- Extract provided -
To quantify bacterial equivalents before and after chemomechanical preparation using 3% sodium hypochlorite (NaOCl) and intracanal dressing with calcium hydroxide paste (Ca(OH)2) or 2% Chlorhexidine digluconate gel (CHX) in necrotic pulps associated or not with apical periodontitis and to further compare this quantification with counts of anaerobic microorganisms.
Prospective clinical trial in 69 single-rooted adult teeth (strict inclusion criteria); CHX group: 34; Ca(OH)2 group: 35. Bacteria samples were taken at baseline (S1), after chemomechanical preparation (S2) and after 14 days of intracanal dressing (S3). Bacterial equivalents were assessed by broad-range real-time polymerase chain reaction (qPCR), and live viable bacteria measured with conventional anaerobic culture (CFU/mL). Descriptive/inferential analysis was performed with spss vs. 20.0 (α = 0.05) using the Kruskal–Wallis, Mann–Whitney and chi-squared tests and Spearman's correlation coefficients.
Both groups showed a significant decrease between S1 and S2 (Mann–Whitney U-test; P < 0.001) both in qPCR and in culture. In the Ca(OH)2-group, no variation was observed between S2 and S3 by qPCR and culture. In contrast, the CHX group showed a significant increase from S2 to S3 by both techniques. The two groups were only significantly different in S3 (Mann–Whitney U-test; P ≤ 0.001), with a worse performance in the CHX group. Again, these results were congruent by both approaches. Data from both approaches correlate reasonably (rS < 0.5).
Infected root canals contained a high bacterial load, and the chemomechanical root canal preparation reduced bacterial equivalents by 99.1% and anaerobic counts by 98.5%. Intracanal dressings were not efficient at reducing bacterial load, but the 14-day intracanal dressing with Ca(OH)2 performed significantly better than CHX, particularly in cases with apical periodontitis.

- Information supplied -

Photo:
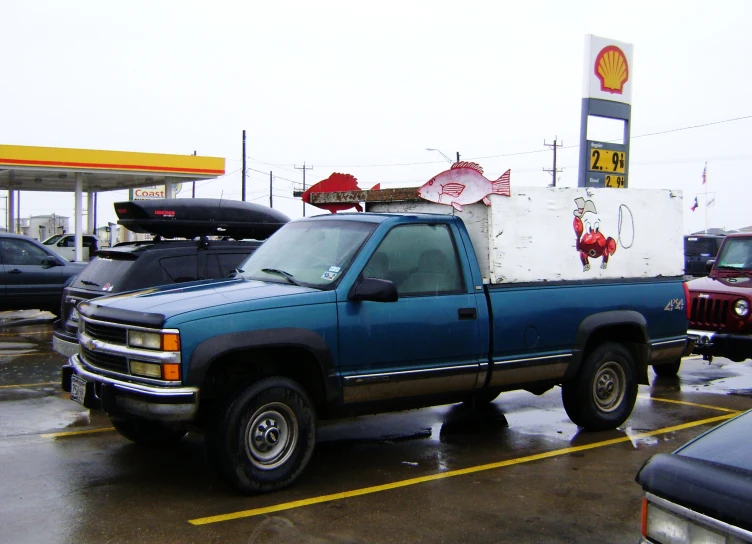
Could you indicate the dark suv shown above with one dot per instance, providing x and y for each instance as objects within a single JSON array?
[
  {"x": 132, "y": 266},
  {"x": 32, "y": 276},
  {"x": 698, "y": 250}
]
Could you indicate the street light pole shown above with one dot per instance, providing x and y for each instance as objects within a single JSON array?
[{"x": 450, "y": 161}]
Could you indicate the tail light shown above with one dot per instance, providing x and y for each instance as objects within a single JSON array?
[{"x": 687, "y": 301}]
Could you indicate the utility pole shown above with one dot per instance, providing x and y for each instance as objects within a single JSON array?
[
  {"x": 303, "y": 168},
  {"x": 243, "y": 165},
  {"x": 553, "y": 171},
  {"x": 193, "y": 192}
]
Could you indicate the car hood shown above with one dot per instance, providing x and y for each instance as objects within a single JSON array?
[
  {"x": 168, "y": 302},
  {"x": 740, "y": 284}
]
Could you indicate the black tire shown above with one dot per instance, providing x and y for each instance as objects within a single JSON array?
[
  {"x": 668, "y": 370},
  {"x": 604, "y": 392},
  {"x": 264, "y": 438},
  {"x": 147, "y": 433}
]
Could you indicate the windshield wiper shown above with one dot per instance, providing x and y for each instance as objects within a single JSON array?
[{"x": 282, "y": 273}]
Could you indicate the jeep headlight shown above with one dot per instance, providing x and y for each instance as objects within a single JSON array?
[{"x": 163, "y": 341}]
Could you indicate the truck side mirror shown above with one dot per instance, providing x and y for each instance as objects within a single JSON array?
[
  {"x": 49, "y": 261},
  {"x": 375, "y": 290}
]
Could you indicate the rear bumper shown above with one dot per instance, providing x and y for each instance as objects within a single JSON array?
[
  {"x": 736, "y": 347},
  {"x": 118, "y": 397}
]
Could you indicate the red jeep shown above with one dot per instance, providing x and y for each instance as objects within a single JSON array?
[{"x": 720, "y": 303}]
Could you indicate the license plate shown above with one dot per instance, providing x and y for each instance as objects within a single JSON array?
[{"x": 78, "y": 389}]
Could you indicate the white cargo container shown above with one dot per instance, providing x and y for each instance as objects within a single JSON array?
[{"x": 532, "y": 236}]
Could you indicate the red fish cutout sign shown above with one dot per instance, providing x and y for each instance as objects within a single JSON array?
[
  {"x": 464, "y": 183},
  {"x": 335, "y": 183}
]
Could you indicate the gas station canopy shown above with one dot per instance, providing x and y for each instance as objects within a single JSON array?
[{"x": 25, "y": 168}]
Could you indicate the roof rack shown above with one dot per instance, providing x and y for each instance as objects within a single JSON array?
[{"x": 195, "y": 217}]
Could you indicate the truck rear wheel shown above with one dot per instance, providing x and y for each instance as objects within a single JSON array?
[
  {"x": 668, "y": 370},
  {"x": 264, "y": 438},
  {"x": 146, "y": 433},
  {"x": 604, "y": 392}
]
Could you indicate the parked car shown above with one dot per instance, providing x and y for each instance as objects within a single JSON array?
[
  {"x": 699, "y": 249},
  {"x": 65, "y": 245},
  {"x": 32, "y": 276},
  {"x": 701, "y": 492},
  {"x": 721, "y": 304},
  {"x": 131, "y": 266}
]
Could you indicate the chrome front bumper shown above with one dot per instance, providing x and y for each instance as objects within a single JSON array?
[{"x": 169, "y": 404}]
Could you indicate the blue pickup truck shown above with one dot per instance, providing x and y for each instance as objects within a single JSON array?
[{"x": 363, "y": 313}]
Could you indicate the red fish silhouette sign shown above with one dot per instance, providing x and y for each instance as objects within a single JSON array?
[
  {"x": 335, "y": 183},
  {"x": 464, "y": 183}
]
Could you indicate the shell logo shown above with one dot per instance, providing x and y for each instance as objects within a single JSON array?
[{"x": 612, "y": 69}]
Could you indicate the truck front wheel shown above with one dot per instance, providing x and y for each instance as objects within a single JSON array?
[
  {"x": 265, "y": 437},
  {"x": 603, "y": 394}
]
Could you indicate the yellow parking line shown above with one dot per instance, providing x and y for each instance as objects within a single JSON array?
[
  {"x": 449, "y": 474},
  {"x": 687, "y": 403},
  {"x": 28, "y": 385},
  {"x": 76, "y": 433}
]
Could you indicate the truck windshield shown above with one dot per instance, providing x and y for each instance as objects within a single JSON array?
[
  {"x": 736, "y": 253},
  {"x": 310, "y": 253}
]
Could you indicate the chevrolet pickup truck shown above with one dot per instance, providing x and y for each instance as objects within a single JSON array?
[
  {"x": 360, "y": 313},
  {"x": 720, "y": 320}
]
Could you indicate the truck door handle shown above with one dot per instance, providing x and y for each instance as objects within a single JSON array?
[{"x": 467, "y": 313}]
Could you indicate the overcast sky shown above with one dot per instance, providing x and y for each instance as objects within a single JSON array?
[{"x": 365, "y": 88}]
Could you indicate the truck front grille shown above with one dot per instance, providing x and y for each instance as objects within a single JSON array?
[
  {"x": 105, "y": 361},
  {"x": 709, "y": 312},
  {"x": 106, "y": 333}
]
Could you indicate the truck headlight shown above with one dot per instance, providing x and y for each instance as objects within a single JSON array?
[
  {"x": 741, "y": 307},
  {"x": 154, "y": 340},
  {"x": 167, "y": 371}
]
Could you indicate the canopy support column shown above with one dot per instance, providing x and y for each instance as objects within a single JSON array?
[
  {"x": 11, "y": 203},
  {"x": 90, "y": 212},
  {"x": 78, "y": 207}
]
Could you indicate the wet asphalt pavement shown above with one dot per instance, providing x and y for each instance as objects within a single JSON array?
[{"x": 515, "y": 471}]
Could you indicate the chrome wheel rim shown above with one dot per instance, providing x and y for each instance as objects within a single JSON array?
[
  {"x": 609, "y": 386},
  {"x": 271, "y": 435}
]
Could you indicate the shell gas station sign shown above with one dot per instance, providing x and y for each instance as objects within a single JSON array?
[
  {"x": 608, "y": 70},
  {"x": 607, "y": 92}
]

- Required tasks -
**1.** Answer the following questions using the abstract.
(a) How many teeth were in the CHX group?
(b) What significance level was used in the analysis?
(c) By what percentage did chemomechanical preparation reduce anaerobic counts?
**2.** List every statistical test or coefficient that the abstract names for its descriptive/inferential analysis.
**3.** Copy the part of the abstract starting at "To quantify bacterial" and ending at "of anaerobic microorganisms.".

- Answers to this exercise -
**1.**
(a) 34
(b) α = 0.05
(c) 98.5%

**2.**
Kruskal–Wallis test
Mann–Whitney test
chi-squared test
Spearman's correlation coefficients

**3.**
To quantify bacterial equivalents before and after chemomechanical preparation using 3% sodium hypochlorite (NaOCl) and intracanal dressing with calcium hydroxide paste (Ca(OH)2) or 2% Chlorhexidine digluconate gel (CHX) in necrotic pulps associated or not with apical periodontitis and to further compare this quantification with counts of anaerobic microorganisms.